## Problem requirements
Please find each line in the listing below that contains the word "black" and copy those lines out in full. Matches must have the same case.
━━━ Data for the task ━━━
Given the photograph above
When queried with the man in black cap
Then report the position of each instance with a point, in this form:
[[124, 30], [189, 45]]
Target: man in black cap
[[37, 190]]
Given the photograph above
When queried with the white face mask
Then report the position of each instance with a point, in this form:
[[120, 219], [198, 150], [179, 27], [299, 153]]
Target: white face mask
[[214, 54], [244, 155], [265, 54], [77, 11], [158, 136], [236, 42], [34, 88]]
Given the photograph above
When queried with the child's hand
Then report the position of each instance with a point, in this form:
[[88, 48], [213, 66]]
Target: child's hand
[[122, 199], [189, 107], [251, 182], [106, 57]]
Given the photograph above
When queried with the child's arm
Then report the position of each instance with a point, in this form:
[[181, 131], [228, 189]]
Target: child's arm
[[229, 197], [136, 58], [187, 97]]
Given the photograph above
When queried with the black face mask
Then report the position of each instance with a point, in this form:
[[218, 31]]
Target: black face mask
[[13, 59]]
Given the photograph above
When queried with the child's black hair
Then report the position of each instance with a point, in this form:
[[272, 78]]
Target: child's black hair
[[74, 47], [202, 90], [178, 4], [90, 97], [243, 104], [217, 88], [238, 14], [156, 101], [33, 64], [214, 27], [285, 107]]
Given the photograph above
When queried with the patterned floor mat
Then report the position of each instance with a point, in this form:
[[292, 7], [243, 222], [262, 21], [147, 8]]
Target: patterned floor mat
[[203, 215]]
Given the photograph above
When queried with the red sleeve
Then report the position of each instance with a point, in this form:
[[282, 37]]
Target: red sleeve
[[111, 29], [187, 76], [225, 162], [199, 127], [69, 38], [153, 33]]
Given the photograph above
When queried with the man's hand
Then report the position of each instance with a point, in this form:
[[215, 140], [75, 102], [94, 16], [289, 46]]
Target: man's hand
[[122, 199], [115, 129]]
━━━
## Task response
When queried with the man in black cap
Target: man in black cap
When queried with the black face mask
Target: black face mask
When queried with the child's black hair
Target: child's black hair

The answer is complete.